GIVEN RECORDS Start Marker

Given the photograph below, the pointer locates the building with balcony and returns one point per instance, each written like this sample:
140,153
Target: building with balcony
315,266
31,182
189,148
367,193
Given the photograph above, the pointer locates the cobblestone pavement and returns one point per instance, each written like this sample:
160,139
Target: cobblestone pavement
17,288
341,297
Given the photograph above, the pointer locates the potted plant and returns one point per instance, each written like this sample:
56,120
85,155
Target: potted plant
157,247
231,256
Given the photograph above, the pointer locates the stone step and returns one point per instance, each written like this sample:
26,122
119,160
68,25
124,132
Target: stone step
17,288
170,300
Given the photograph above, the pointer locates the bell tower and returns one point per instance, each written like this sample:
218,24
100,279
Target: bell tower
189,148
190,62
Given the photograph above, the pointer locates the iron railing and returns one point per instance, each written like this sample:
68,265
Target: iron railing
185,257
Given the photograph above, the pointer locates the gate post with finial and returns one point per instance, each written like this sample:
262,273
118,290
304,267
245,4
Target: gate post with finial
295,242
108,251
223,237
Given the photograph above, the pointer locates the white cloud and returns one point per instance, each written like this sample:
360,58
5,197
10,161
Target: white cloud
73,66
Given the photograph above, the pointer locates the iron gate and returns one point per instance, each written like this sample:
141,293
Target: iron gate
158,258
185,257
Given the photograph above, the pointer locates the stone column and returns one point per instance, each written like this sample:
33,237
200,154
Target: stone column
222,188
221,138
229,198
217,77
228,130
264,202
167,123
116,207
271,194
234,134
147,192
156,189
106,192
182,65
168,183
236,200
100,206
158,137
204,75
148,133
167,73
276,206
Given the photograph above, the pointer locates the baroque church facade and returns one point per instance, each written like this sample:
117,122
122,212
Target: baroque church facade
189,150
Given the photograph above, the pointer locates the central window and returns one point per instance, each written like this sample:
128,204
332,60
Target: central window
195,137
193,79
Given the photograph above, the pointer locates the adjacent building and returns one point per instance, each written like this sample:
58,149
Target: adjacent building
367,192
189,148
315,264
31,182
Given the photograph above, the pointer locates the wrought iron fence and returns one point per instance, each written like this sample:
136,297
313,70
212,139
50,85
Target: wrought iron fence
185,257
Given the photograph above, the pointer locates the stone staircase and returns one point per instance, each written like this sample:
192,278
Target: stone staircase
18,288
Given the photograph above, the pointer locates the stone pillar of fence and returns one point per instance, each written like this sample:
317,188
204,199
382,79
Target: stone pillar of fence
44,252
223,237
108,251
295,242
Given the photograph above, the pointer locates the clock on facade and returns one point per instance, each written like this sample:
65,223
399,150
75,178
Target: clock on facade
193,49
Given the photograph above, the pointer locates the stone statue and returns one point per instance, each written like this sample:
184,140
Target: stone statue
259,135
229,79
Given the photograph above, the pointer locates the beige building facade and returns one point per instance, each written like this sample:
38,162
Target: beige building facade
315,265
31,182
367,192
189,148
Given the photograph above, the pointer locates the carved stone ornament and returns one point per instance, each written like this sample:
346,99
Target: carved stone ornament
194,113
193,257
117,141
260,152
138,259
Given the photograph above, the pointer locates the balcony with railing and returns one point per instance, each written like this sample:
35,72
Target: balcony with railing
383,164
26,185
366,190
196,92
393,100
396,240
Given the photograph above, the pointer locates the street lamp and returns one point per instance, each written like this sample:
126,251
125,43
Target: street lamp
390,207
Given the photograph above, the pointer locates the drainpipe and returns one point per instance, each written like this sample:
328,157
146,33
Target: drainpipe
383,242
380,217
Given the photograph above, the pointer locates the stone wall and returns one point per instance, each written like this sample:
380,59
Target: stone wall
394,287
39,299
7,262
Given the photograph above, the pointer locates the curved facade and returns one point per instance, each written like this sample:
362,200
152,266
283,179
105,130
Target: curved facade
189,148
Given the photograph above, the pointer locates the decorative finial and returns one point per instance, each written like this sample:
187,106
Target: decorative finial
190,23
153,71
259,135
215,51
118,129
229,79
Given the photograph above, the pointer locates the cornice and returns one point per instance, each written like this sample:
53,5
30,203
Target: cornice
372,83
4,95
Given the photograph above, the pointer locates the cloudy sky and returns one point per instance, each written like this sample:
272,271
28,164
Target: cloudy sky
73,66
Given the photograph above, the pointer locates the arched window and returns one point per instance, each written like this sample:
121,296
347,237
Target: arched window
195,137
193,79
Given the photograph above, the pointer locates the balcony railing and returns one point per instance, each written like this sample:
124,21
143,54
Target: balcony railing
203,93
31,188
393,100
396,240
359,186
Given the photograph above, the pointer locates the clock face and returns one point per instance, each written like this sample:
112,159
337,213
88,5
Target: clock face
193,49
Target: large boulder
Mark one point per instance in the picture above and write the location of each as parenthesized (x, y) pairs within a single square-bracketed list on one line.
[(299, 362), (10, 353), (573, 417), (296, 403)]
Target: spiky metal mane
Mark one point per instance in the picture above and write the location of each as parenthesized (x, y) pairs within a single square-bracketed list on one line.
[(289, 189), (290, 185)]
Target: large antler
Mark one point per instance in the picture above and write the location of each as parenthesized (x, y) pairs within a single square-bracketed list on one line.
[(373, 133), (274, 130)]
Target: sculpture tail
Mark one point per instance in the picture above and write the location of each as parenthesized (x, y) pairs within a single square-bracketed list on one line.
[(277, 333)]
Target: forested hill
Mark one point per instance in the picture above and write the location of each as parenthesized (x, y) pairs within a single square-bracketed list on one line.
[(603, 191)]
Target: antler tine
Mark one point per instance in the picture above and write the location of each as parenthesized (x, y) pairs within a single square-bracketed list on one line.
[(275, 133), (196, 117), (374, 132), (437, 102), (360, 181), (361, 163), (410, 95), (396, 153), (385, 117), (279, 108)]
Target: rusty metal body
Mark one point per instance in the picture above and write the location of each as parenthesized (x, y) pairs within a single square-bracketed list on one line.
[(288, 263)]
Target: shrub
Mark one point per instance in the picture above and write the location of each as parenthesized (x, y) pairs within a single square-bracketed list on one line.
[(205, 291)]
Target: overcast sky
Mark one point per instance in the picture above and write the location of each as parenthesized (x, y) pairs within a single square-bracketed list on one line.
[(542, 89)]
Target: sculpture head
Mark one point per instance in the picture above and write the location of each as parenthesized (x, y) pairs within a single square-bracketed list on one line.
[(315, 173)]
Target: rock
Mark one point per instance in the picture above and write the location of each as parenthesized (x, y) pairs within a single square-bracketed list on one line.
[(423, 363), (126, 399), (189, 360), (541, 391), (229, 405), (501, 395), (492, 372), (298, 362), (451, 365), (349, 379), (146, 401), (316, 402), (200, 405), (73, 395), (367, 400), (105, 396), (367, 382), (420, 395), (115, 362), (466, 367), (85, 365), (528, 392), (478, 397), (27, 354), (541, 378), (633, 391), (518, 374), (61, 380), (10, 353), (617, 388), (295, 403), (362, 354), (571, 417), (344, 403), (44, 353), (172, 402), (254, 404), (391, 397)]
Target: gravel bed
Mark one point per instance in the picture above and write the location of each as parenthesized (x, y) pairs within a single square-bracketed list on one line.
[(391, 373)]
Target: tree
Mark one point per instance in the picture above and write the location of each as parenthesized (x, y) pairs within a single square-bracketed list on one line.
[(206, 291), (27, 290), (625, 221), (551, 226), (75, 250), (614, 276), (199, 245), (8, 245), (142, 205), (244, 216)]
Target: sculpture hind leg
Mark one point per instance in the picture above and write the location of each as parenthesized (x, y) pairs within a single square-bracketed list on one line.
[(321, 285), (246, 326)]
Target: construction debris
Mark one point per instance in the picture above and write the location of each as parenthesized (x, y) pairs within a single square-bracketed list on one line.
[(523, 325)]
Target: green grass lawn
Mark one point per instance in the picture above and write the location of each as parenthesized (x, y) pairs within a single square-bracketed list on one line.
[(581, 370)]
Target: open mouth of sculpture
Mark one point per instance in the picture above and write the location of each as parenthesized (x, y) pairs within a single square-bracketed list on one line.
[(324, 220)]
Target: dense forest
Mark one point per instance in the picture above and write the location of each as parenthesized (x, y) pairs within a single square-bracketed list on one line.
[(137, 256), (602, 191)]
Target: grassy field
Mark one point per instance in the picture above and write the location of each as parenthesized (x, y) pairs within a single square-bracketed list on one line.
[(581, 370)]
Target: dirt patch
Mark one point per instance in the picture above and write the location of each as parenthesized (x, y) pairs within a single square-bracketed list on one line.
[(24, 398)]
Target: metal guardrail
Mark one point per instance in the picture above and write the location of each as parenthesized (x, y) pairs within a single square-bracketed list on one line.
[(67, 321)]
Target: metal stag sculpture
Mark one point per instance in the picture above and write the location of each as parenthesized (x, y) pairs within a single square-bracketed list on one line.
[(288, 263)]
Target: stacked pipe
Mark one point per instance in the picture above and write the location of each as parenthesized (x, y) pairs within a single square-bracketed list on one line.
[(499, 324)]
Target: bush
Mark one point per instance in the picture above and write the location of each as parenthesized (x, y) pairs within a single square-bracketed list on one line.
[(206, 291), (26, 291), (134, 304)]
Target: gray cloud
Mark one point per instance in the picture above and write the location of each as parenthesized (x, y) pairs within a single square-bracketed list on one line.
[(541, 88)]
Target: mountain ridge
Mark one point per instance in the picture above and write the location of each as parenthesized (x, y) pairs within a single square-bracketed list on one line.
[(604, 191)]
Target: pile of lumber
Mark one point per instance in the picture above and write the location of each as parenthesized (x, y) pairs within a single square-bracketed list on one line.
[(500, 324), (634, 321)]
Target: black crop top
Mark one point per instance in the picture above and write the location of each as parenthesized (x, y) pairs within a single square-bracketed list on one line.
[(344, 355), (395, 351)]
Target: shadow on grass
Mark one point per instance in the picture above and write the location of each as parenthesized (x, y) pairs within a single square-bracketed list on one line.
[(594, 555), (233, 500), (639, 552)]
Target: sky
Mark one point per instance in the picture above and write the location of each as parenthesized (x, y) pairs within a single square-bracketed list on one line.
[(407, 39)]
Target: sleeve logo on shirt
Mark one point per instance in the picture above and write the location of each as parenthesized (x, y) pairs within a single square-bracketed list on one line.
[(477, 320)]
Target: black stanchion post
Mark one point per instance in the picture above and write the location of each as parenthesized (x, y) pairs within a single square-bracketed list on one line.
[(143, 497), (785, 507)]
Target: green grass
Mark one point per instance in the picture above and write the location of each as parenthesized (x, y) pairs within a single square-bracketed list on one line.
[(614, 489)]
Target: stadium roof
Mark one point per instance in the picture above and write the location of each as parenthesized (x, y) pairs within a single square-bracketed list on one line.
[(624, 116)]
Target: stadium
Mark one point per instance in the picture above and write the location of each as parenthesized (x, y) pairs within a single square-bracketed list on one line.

GIVEN RECORDS End Marker

▶ [EXERCISE OBJECTIVE]: All lines holding the word "metal" must be copied from the data.

▶ [RESULT OF THIS EXERCISE]:
Target: spiky metal mane
Target: rusty metal body
Target: metal guardrail
Target: metal stag sculpture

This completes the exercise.